::: SOURCE MATERIAL :::

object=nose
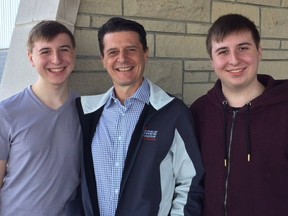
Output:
[51,52,61,64]
[118,51,127,63]
[229,51,240,65]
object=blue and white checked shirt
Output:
[92,79,150,216]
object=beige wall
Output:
[0,0,288,105]
[71,0,288,105]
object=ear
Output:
[258,45,262,61]
[210,59,214,68]
[27,50,35,67]
[101,56,106,68]
[144,47,149,62]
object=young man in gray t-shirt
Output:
[0,21,82,216]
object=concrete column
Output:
[0,0,81,101]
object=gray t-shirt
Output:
[0,87,82,216]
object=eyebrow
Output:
[38,45,73,52]
[215,42,252,53]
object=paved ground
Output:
[0,50,7,82]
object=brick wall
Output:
[71,0,288,105]
[0,49,8,83]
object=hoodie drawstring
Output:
[222,101,251,167]
[222,101,228,167]
[246,102,251,162]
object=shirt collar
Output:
[106,78,150,107]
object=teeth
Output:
[118,67,132,71]
[229,69,242,73]
[50,68,63,72]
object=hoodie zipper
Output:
[224,110,238,216]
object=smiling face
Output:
[211,31,262,90]
[28,33,75,85]
[102,31,148,94]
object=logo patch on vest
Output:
[143,129,158,141]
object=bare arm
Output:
[0,160,6,188]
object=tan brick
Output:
[261,8,288,38]
[74,29,100,56]
[75,58,105,71]
[187,23,211,35]
[79,0,122,16]
[183,83,214,105]
[133,19,186,33]
[124,0,210,21]
[144,59,182,95]
[262,50,288,60]
[261,39,280,49]
[184,59,212,71]
[184,72,210,83]
[156,35,208,58]
[75,14,90,27]
[69,72,112,95]
[237,0,281,6]
[281,0,288,7]
[281,40,288,49]
[259,61,288,79]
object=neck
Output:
[114,79,143,104]
[32,82,69,110]
[222,80,265,108]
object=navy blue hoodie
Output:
[190,75,288,216]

:::

- TASK TO COMPLETE
Copy out all of the records above line for line without changing anything, and leave out the picture.

- RESULT
object=nose
Output:
[51,52,61,64]
[118,51,127,63]
[229,51,240,65]
object=blue and white checked shirt
Output:
[92,79,150,216]
object=beige wall
Output:
[0,0,288,105]
[71,0,288,105]
object=ear
Output:
[258,45,262,61]
[210,59,214,68]
[27,50,35,67]
[101,56,106,68]
[144,47,149,62]
object=young man in gray t-shirt
Output:
[0,21,82,216]
object=concrete column
Output:
[0,0,81,101]
object=gray t-shirt
Output:
[0,87,82,216]
object=eyebrow
Output:
[38,45,73,52]
[215,42,252,53]
object=paved ground
Output:
[0,50,7,82]
object=brick wall
Output:
[71,0,288,105]
[0,49,8,83]
object=hoodie drawstring
Output:
[222,101,251,167]
[222,101,228,167]
[246,102,251,162]
object=shirt collar
Output:
[106,78,150,107]
object=teeth
Output:
[118,67,132,71]
[229,69,242,73]
[50,68,63,72]
object=hoodie zipper
Output:
[224,110,238,216]
object=smiling face
Output:
[211,31,262,90]
[28,33,75,85]
[102,31,148,94]
object=logo patch on vest
Output:
[143,129,158,141]
object=bare arm
Output:
[0,160,6,188]
object=tan brick
Output:
[261,8,288,38]
[74,29,100,56]
[75,58,105,71]
[187,23,211,35]
[79,0,122,16]
[183,83,214,105]
[133,19,186,33]
[124,0,210,21]
[144,59,182,95]
[262,50,288,60]
[261,39,280,49]
[184,59,212,71]
[184,72,210,83]
[156,35,208,58]
[75,14,90,27]
[69,72,112,95]
[237,0,281,6]
[281,0,288,7]
[281,40,288,49]
[259,61,288,79]
object=neck
Output:
[114,79,143,104]
[32,82,69,110]
[222,80,265,108]
object=navy blue hoodie
Output:
[190,75,288,216]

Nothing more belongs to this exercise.